Sobrevolemos a continuación los intereses sobre los que sustenta La Salada. En primer lugar, su popularidad para millones de consumidores de clase baja y media baja de todo el país que hallan tanto en la sede mayorista de Lomas de Zamora como en sus sucursales –“saladitas”– indumentaria a precio muy inferior que en los centros comerciales. Luego, por los miles de puestos de trabajo que ofrece a agentes de seguridad privada, higiene, puestos de venta de alimentos y bebidas y carreros. Además de transportistas de larga y de corta distancia.
La baratura es correlativa a la evasión impositiva, la gratuidad de servicios públicos para talleres “enganchados” y los citados regímenes de explotación laboral a destajo. Sin embargo, también es una fuente inestimable para el financiamiento de las cajas negras de policías, funcionaros judiciales y políticos. Sustenta, además, diversos mercados secundarios como los inmobiliarios para la radicación de los talleres, el alquiler para alojamiento de trabajadores y los estacionamientos fuera de sus playones para micros a cargo de las barras bravas de Boca, River y Los Andes, la narco producción y comercialización, la trata y la prostitución.

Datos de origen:
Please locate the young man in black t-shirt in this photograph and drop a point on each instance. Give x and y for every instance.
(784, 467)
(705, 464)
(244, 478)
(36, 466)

*TAREA PLANTEADA 1*
Por favor, reescribe los registros sustituyendo "instance" por "occurrence" y sin tocar nada más.
*TAREA PLANTEADA 2*
Prosigue el fragmento sobre La Salada desde su última oración.
El fragmento y los registros no guardan relación entre sí.

*RESPUESTA REDACTADA 1*
Please locate the young man in black t-shirt in this photograph and drop a point on each occurrence. Give x and y for every occurrence.
(784, 467)
(705, 464)
(244, 478)
(36, 466)

*RESPUESTA REDACTADA 2*
En el plano político coinciden en su homologación ideológica libertarios, progresistas y los oficialismos que administran la pobreza. Sin dudas, una problemática que requiere de políticas públicas cuidadosas distantes de las soluciones radicales y mediatizadas pero que deben ser inflexibles con actividades de explotación infames en donde la ley y los derechos humanos ceden ante códigos mafiosos naturalizados.